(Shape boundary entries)
———
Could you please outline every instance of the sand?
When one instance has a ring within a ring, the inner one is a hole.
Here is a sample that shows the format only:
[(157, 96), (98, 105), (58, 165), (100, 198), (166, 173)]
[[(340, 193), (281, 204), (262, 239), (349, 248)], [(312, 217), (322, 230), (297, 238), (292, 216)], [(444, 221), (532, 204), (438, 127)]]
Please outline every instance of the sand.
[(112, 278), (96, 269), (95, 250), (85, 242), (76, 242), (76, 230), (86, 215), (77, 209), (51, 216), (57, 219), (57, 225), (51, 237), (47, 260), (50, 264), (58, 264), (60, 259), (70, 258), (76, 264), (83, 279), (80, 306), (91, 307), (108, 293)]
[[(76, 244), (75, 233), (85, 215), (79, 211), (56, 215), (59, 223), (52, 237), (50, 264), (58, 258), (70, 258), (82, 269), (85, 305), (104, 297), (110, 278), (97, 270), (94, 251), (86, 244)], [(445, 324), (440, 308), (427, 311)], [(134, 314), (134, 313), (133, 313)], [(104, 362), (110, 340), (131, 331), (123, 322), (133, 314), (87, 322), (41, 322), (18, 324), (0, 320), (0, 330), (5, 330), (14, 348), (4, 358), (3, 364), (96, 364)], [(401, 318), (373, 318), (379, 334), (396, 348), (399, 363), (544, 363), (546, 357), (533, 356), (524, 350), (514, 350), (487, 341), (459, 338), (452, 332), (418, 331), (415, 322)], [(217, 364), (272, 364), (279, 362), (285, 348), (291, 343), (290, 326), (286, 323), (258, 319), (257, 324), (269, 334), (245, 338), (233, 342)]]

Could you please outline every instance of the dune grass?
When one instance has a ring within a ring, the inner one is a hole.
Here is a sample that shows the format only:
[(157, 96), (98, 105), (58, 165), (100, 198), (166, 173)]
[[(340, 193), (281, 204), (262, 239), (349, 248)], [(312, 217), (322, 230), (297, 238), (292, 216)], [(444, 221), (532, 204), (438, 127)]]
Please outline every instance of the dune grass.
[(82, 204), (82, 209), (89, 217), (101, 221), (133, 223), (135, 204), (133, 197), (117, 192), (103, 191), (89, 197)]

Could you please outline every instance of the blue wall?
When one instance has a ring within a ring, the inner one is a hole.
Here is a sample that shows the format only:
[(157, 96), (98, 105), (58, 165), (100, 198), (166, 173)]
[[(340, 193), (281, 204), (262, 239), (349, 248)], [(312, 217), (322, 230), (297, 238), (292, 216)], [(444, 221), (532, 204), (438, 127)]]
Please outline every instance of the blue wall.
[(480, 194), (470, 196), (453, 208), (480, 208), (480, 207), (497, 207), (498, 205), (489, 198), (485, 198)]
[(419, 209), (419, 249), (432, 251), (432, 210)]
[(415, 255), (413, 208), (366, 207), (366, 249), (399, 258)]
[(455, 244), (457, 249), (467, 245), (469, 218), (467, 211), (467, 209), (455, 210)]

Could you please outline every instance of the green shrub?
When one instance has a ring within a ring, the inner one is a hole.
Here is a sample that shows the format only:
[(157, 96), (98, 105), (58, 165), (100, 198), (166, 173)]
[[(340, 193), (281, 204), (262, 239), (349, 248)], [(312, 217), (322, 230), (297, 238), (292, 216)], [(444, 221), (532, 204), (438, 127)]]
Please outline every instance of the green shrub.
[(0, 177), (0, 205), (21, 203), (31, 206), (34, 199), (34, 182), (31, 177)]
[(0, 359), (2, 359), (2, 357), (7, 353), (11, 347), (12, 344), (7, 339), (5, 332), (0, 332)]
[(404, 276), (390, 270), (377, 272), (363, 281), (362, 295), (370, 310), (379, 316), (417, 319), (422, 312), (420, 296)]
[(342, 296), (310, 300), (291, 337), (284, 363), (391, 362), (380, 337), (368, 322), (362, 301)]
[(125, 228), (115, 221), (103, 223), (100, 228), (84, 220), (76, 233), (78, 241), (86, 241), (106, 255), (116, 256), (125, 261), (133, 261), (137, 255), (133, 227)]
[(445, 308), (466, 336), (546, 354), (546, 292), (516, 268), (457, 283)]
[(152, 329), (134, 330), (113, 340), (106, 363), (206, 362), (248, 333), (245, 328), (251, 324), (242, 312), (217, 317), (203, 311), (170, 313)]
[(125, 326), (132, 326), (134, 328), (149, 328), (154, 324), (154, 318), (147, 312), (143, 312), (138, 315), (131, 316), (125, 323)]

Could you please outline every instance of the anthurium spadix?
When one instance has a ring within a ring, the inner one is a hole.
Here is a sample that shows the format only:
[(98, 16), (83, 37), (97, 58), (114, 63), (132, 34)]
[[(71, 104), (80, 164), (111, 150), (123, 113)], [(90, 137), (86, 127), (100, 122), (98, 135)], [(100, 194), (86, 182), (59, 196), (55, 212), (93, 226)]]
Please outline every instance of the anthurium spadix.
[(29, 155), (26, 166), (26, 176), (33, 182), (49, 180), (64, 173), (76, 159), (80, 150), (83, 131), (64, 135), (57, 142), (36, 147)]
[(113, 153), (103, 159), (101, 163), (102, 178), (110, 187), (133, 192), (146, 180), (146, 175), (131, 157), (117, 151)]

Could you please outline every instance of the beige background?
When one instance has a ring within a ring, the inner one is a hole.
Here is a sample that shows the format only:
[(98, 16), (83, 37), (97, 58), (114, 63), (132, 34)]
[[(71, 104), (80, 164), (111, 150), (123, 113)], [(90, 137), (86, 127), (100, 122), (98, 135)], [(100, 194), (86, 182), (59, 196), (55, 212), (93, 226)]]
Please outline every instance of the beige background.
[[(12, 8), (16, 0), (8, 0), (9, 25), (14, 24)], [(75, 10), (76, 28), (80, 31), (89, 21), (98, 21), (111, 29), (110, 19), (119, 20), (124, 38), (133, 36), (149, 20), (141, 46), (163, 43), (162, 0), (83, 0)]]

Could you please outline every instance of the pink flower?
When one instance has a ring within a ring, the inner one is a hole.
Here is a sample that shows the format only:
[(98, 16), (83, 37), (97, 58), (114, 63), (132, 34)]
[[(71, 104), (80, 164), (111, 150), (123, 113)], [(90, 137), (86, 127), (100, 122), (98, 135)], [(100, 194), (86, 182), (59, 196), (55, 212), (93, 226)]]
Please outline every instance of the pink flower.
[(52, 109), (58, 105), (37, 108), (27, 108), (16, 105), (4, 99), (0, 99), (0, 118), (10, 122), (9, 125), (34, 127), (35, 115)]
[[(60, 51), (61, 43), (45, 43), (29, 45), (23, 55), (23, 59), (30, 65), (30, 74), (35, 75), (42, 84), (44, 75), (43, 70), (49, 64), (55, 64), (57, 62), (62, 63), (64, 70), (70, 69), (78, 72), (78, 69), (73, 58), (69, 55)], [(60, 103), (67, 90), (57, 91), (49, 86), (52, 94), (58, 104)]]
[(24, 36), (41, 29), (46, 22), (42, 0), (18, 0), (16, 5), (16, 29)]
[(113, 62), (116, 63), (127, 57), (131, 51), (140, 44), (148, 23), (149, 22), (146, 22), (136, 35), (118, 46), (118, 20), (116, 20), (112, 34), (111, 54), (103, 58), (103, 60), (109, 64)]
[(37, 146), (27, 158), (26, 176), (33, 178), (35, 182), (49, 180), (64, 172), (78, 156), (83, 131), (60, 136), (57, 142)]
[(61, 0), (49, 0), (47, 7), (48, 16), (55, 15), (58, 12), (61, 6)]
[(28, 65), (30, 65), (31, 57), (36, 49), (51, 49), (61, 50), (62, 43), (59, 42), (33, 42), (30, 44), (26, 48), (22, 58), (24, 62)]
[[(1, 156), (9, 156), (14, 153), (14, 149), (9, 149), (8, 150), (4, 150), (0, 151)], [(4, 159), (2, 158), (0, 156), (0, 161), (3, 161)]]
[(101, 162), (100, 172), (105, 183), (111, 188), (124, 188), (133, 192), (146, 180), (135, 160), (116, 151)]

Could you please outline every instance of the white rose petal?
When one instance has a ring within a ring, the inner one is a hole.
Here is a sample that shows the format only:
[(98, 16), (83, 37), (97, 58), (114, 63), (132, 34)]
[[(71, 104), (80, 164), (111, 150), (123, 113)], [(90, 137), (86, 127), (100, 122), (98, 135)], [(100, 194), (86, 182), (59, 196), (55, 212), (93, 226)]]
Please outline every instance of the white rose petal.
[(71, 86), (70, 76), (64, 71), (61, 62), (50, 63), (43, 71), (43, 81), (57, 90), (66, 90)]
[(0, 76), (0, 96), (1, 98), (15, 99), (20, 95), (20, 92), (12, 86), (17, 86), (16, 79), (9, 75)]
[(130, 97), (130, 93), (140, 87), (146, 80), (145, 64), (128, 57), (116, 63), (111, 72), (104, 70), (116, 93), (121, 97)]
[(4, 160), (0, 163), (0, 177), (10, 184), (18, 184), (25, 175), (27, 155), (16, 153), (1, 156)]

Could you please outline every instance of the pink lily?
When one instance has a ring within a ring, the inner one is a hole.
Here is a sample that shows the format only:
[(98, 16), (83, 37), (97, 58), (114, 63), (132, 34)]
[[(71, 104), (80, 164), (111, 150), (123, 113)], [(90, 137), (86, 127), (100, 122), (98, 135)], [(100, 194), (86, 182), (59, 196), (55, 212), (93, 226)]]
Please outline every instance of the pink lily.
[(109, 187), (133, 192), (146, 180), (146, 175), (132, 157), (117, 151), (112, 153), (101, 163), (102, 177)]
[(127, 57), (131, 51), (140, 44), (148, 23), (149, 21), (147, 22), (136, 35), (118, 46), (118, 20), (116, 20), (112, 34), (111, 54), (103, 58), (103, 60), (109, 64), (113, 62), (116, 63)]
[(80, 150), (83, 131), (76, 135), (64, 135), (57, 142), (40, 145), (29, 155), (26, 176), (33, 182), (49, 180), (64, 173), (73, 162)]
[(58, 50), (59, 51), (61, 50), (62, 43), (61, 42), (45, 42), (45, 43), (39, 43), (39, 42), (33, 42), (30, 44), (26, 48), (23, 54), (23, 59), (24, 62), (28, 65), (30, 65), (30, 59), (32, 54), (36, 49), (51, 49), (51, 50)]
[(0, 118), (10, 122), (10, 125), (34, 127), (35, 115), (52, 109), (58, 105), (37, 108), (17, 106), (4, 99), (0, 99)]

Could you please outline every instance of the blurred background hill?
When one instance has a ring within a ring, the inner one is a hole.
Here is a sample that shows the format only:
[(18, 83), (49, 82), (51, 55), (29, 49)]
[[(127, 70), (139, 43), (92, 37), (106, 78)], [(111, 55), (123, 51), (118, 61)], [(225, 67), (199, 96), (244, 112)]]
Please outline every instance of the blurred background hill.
———
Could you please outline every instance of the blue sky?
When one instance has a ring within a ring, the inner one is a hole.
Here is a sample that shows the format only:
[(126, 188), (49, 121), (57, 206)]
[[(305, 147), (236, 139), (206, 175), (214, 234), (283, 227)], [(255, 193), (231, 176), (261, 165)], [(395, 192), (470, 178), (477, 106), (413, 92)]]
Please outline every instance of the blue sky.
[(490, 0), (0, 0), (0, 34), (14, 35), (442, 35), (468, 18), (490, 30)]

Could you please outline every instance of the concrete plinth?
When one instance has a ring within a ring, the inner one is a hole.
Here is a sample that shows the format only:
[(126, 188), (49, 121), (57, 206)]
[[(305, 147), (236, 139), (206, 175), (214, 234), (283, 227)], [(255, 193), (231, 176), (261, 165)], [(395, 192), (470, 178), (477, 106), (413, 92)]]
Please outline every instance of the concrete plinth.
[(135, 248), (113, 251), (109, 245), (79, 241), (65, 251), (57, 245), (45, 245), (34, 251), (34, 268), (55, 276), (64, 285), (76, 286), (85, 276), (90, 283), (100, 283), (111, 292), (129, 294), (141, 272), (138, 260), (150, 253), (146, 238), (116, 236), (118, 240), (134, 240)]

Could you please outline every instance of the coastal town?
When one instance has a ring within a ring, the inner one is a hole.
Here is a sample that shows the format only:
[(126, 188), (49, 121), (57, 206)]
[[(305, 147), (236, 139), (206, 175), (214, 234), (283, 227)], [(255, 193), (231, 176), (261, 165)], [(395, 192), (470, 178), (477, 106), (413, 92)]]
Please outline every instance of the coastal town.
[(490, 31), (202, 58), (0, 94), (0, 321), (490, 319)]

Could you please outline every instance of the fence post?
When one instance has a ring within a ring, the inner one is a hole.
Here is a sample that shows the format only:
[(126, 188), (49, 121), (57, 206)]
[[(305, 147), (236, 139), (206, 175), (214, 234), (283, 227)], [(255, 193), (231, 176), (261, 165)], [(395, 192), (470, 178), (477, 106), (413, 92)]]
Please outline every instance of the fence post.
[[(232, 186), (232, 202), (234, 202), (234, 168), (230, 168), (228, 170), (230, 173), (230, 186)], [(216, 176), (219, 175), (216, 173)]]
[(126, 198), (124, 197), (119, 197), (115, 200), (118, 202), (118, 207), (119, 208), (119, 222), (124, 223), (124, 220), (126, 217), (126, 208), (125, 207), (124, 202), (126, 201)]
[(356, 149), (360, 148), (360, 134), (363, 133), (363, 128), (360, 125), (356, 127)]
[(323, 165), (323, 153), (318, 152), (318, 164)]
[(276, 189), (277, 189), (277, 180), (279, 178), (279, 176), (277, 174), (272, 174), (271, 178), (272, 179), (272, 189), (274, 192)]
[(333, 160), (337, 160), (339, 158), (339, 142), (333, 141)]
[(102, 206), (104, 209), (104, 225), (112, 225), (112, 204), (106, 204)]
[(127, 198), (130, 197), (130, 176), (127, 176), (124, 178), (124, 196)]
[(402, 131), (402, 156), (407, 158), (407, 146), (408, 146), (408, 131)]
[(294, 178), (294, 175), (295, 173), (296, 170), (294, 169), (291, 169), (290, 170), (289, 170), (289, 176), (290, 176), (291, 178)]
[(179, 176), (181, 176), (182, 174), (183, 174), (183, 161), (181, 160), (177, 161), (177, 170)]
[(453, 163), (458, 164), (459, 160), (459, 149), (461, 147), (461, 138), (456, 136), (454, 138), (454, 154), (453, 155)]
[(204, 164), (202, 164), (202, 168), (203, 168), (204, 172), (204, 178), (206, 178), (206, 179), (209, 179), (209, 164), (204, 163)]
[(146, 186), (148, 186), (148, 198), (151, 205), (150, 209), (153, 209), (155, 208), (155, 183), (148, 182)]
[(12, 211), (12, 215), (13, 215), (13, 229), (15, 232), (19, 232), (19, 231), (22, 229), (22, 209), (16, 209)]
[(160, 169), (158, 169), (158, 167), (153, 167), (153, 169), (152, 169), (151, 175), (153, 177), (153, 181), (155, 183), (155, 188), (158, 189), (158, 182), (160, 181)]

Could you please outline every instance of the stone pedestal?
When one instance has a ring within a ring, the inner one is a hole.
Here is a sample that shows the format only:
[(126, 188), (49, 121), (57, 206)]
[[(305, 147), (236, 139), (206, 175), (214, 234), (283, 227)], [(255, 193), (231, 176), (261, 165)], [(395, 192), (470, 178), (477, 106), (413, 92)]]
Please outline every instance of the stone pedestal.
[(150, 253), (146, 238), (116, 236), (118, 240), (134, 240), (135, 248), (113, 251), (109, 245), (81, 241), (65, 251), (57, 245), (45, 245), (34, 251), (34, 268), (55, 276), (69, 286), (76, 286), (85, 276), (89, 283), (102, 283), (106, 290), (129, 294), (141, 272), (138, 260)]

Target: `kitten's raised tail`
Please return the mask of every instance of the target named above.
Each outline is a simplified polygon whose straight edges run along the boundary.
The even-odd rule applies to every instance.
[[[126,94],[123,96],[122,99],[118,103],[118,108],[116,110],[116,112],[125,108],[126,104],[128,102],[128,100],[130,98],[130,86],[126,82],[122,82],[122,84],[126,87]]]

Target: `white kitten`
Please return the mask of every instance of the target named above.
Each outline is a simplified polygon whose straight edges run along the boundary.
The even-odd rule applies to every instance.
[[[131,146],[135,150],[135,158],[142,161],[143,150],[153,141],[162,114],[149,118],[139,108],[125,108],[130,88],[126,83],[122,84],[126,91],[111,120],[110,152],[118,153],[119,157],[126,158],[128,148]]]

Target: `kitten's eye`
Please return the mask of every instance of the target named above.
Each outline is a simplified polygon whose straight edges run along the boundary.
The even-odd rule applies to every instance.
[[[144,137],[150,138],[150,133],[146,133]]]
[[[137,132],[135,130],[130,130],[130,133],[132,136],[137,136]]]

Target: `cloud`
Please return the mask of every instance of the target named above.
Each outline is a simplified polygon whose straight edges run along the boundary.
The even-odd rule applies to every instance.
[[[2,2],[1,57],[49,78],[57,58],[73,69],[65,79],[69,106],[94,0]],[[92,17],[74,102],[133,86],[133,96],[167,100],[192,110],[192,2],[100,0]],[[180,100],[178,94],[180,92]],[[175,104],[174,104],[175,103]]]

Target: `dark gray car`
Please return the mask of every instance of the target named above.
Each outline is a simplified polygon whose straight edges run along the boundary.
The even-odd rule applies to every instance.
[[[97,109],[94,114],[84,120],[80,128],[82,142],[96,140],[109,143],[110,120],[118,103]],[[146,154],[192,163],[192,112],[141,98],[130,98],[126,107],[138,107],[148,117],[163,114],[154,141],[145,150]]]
———
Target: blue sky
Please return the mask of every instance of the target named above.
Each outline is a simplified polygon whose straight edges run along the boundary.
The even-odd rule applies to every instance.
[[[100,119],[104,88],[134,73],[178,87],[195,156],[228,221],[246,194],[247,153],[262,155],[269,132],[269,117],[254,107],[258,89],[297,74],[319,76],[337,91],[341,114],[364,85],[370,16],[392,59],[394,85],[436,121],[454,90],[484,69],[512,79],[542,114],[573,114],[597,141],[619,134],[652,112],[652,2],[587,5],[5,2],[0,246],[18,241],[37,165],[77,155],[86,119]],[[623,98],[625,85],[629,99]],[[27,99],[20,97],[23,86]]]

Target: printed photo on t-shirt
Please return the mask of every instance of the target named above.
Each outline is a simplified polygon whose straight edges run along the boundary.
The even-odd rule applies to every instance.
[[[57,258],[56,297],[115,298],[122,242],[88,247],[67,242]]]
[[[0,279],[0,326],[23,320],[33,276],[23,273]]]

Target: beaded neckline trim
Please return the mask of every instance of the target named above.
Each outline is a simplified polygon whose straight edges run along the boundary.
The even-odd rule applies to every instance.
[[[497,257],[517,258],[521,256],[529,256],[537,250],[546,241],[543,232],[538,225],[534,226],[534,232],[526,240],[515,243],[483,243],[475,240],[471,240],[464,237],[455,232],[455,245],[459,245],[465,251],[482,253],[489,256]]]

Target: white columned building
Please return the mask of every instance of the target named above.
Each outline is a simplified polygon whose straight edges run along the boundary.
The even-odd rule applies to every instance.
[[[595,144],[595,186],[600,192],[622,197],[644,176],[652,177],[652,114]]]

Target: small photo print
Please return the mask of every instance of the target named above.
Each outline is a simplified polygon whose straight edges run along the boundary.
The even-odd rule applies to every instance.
———
▶ [Short exercise]:
Rewrite the stretch of data from "Could you please outline every instance of the sand?" through "307), (108, 293)]", replacing "sand" with "gravel" and leaving everything else unchanged.

▶ [Answer for this exercise]:
Could you please outline every instance of the gravel?
When one instance has a ring within a ring, the inner one is a hole.
Here is a sample that shows the format only:
[(157, 96), (98, 105), (58, 165), (100, 198), (166, 173)]
[[(340, 193), (281, 204), (262, 239), (349, 248)], [(312, 217), (322, 230), (297, 238), (292, 216)], [(444, 221), (532, 204), (438, 127)]]
Please outline every instance of the gravel.
[(112, 278), (96, 269), (95, 250), (85, 242), (76, 242), (76, 230), (86, 215), (77, 209), (51, 216), (57, 219), (57, 225), (51, 237), (47, 260), (50, 264), (58, 264), (60, 259), (70, 258), (76, 264), (83, 279), (80, 306), (91, 307), (108, 293)]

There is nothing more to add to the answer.